• **TASK INSTRUCTIONS**
When you return the data, keep every line exactly as it is and leave out the pictures.

• **RAW DATA**

++++++++++

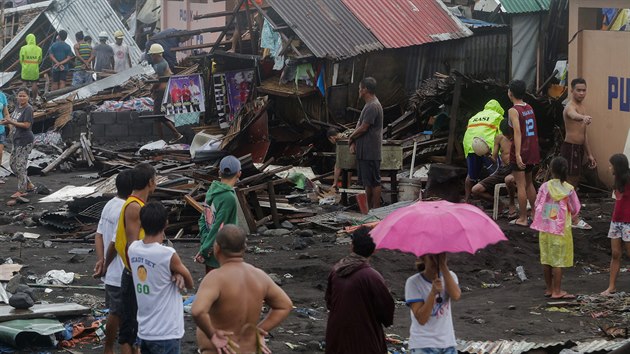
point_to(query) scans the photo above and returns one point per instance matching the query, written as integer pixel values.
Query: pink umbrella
(437, 227)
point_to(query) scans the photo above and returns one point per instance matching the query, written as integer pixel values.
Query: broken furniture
(391, 163)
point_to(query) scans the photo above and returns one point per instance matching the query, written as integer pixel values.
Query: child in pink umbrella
(428, 295)
(619, 232)
(555, 205)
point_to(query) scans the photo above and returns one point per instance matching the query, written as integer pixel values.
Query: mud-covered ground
(514, 310)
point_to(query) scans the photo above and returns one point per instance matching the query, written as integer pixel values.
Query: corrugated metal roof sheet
(91, 17)
(141, 71)
(598, 346)
(525, 6)
(327, 27)
(505, 346)
(405, 23)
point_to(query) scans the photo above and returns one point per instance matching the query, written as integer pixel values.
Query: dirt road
(514, 310)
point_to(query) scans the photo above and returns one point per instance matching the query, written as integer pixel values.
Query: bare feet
(563, 295)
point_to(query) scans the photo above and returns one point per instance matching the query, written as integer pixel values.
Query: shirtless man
(485, 188)
(575, 145)
(230, 299)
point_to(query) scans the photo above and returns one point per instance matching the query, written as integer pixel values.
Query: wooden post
(453, 121)
(272, 204)
(249, 218)
(71, 150)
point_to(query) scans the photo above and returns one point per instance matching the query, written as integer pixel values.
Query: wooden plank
(457, 95)
(193, 203)
(272, 204)
(8, 313)
(7, 271)
(249, 218)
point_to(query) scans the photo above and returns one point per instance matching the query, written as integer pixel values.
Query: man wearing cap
(169, 38)
(30, 59)
(483, 125)
(360, 303)
(161, 68)
(104, 54)
(83, 61)
(122, 61)
(220, 209)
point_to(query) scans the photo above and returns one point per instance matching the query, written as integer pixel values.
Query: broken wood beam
(249, 218)
(269, 173)
(184, 33)
(66, 154)
(272, 204)
(263, 185)
(193, 203)
(457, 95)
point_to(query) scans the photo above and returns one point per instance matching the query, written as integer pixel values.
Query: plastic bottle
(520, 271)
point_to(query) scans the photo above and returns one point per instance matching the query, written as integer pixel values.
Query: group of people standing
(555, 206)
(16, 128)
(88, 59)
(143, 277)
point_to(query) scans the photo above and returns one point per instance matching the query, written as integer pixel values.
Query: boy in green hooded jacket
(220, 209)
(30, 59)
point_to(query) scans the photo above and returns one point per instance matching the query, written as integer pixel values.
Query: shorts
(60, 76)
(113, 299)
(369, 172)
(81, 77)
(169, 346)
(528, 168)
(158, 97)
(619, 230)
(575, 157)
(497, 177)
(476, 164)
(449, 350)
(128, 331)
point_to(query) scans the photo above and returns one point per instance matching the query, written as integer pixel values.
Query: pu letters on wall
(619, 88)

++++++++++

• **SOLVED EXERCISE**
point_to(query) scans the photo above and returns one point per instance matching the query, written as integer pixel values.
Query: pink umbrella
(437, 227)
point_to(query) scans the photo above and returns one point per instance matching the query, written as integer pixel values.
Query: broken furniture
(391, 163)
point_to(query) scans the photo above and returns one point per instance matching the query, written as integer pixel values.
Query: child in pink umbrella
(428, 295)
(619, 232)
(555, 205)
point_to(query) scans the photo above and returns one point per instance matching the query, written as integer pixel values.
Query: mud-covered ground
(514, 310)
point_to(query) scans the photo above and returns one point per instance matching the query, written as integer pixel values.
Query: corrugated metal roof sheet
(91, 17)
(141, 71)
(598, 346)
(525, 6)
(327, 27)
(505, 346)
(405, 23)
point_to(query) scans the photo above and returns one point per instance matching the query, written as integer pixel values.
Query: dirt road
(514, 310)
point_to(query) scans the photo above and returns one point per instance matching the query, written as integer pixel values.
Query: bare feet
(563, 295)
point_to(query) scans the photo above and returns one point per instance matching the query, written as integer pixel values.
Query: shirtless man
(485, 188)
(575, 145)
(230, 299)
point_to(query) scans the photo above and returns one point per instance matching the query, written as integer pixel values.
Query: wooden post
(453, 121)
(272, 204)
(249, 218)
(71, 150)
point_to(query) scans the photo above and returns one point per instance matching the query, written as integer pixel values.
Query: wooden plank
(457, 95)
(193, 203)
(272, 204)
(8, 313)
(7, 271)
(249, 218)
point_to(query) scans the photo above and returns one point per instance matching the query, written as integer pixel values.
Query: man wearing cap
(169, 38)
(30, 59)
(483, 125)
(360, 303)
(161, 68)
(104, 54)
(83, 61)
(122, 61)
(220, 209)
point_to(query) scans the photo above and returns one point per instance matching the query, written as integer pixel values.
Query: broken wood beam
(249, 218)
(269, 173)
(184, 33)
(66, 154)
(272, 204)
(263, 185)
(193, 203)
(457, 95)
point_to(query) scans the photo above and returns one point per instance matching the query, written as integer pixel values.
Query: plastic bottle
(520, 271)
point_to(query) scans the photo above and returns one point per instance matching the query, written as integer pixel values.
Query: group of people standing
(555, 206)
(16, 128)
(88, 59)
(143, 277)
point_to(query) scans the photo above and returns one point per instance matching the query, written as integer pixel values.
Query: boy in green hooded jacket
(220, 209)
(30, 59)
point_to(query) scans the photo above and returns one point per instance matching the query, written as integer pixel values.
Query: shorts
(60, 76)
(113, 299)
(369, 172)
(81, 77)
(169, 346)
(528, 168)
(158, 97)
(619, 230)
(575, 157)
(497, 177)
(476, 164)
(449, 350)
(128, 331)
point_to(query) scans the photo above and returns one point per instance matching the query, written as integer pixel values.
Query: pu letters on wall
(619, 88)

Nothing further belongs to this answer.